- [Stated problem]:
Type out all the records word for word. Any pictures are to be left out.
----- Data shown
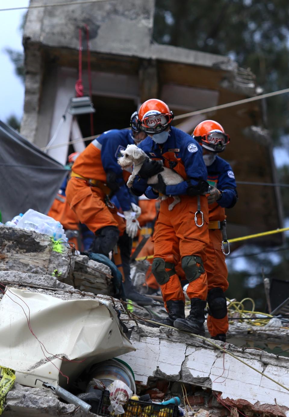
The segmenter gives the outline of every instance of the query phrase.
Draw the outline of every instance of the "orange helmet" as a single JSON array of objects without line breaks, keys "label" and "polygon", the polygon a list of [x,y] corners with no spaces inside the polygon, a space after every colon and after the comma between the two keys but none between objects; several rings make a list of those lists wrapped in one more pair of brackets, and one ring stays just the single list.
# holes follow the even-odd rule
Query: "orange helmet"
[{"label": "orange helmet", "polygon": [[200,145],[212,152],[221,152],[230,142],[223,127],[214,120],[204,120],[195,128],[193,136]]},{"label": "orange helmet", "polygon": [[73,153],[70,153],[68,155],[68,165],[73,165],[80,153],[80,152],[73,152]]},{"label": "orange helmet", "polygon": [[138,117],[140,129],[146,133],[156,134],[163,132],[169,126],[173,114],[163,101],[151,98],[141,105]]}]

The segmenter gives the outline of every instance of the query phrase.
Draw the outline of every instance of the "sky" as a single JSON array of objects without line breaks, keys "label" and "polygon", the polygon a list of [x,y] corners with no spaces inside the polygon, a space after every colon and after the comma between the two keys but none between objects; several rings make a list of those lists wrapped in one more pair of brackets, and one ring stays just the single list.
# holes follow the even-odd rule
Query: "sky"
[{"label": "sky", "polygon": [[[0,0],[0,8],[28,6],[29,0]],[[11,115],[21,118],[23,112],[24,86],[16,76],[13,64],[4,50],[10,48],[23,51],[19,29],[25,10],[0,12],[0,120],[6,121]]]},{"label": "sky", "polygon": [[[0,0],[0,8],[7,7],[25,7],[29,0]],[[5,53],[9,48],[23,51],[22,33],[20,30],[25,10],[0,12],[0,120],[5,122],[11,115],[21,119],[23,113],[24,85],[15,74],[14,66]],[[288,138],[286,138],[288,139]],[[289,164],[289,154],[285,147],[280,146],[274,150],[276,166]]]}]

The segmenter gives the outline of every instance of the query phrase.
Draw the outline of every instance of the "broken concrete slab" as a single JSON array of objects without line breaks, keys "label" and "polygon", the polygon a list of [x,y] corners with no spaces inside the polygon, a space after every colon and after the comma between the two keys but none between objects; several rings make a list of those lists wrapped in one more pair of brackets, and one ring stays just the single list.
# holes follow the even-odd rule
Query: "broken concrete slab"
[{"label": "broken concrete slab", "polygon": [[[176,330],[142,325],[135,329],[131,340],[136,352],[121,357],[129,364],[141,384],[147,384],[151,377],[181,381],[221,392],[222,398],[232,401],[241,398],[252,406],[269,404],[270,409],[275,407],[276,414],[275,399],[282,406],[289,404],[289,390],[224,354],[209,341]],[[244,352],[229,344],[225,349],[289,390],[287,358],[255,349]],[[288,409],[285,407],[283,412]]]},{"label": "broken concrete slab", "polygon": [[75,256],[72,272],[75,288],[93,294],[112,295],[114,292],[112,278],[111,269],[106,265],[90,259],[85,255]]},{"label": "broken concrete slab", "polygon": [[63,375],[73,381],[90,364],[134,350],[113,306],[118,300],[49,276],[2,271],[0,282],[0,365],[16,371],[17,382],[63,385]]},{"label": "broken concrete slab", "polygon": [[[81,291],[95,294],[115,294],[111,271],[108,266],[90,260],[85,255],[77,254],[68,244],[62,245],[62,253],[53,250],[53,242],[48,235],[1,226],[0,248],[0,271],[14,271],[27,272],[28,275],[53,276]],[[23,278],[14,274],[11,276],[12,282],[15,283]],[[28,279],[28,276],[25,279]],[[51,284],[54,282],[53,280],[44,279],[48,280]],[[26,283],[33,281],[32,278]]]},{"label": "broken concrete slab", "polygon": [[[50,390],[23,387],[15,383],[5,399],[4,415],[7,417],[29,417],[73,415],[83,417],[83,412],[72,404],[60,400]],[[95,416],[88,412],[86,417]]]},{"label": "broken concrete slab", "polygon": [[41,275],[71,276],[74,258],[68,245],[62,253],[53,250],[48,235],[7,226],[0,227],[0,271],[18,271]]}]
----------
- [Response for this exercise]:
The segmenter gives the outline of every instance of the query phrase.
Draw the outline of every instance of the "orange helmet" as a single JSON array of objects without line breaks, keys "label" and "polygon", the polygon a list of [x,y] corners with no spaces inside the polygon, a space after every colon and after the comma between the two keys but none between objects; several rings make a list of those lists wrapped in one more pair of brackets, and one ring stays just the single list.
# holes follow the even-odd rule
Query: "orange helmet"
[{"label": "orange helmet", "polygon": [[200,145],[212,152],[221,152],[230,142],[223,127],[214,120],[204,120],[195,128],[193,136]]},{"label": "orange helmet", "polygon": [[73,153],[70,153],[68,155],[68,165],[73,165],[80,153],[80,152],[73,152]]},{"label": "orange helmet", "polygon": [[138,117],[140,129],[146,133],[156,134],[163,132],[169,126],[173,114],[163,101],[151,98],[141,105]]}]

The segmenter gives the outline of every instance of the query phrase.
Draw the outline of every instance of the "sky" as a single JSON array of objects without line breaks, keys "label" and "polygon", the polygon a list of [x,y] corners with no spaces inside the polygon, a space after every colon and after the comma between the two keys but none between objects; several rings make a list of those lists wrapped in one more pair of brackets, and one ring stays just the single list.
# holes follow the even-odd rule
Query: "sky"
[{"label": "sky", "polygon": [[[0,0],[0,8],[28,6],[29,0]],[[11,115],[21,118],[23,112],[24,86],[16,76],[13,64],[4,50],[10,48],[23,51],[19,29],[25,10],[0,12],[0,120],[6,121]]]},{"label": "sky", "polygon": [[[0,0],[0,8],[7,7],[25,7],[29,0]],[[5,53],[9,48],[23,51],[22,33],[20,30],[25,10],[0,12],[0,120],[5,122],[11,115],[21,119],[23,113],[24,85],[15,74],[14,66]],[[288,138],[286,138],[288,139]],[[289,164],[289,154],[285,147],[280,146],[274,150],[276,166]]]}]

The segmenter gives the outline of every instance of the query phrase.
Draw the outline of every instance of the "broken concrete slab" as a single JSON array of objects without line breaks, keys "label" and "polygon", the polygon a list of [x,y] corners with no spaces inside the polygon, a space after every colon and after the comma between the two keys but none between objects; several rings make a list of those lists wrapped in one more pair of brackets, and one ring stays just the single list.
# holes follow the even-odd rule
Query: "broken concrete slab"
[{"label": "broken concrete slab", "polygon": [[[176,330],[142,325],[135,329],[131,340],[136,352],[121,357],[129,364],[141,384],[147,384],[151,377],[181,381],[221,392],[222,398],[232,401],[241,398],[252,406],[269,404],[270,409],[275,407],[276,414],[275,399],[282,406],[289,404],[289,390],[224,354],[209,341]],[[244,352],[229,344],[225,349],[289,390],[287,358],[255,349]],[[288,409],[285,407],[283,412]]]},{"label": "broken concrete slab", "polygon": [[75,256],[72,272],[75,288],[93,294],[112,295],[114,292],[112,278],[111,269],[106,265],[90,259],[85,255]]},{"label": "broken concrete slab", "polygon": [[63,375],[73,381],[90,364],[134,350],[113,306],[118,300],[49,276],[2,271],[0,282],[0,365],[16,371],[17,382],[63,385]]},{"label": "broken concrete slab", "polygon": [[[81,291],[95,294],[115,294],[111,271],[108,266],[90,260],[85,255],[77,254],[68,244],[62,245],[62,253],[53,250],[53,242],[48,235],[1,226],[0,248],[0,271],[14,271],[27,272],[28,275],[53,276]],[[23,278],[14,274],[11,276],[12,282],[15,283]],[[28,279],[28,276],[25,279]],[[51,284],[54,282],[53,280],[44,279],[48,280]],[[26,283],[33,281],[32,278]]]},{"label": "broken concrete slab", "polygon": [[[50,390],[23,387],[15,383],[5,399],[4,415],[7,417],[29,417],[73,415],[83,417],[83,412],[72,404],[60,400]],[[95,416],[88,412],[86,417]]]},{"label": "broken concrete slab", "polygon": [[41,275],[71,276],[74,258],[68,245],[62,253],[53,250],[48,235],[7,226],[0,227],[0,271],[18,271]]}]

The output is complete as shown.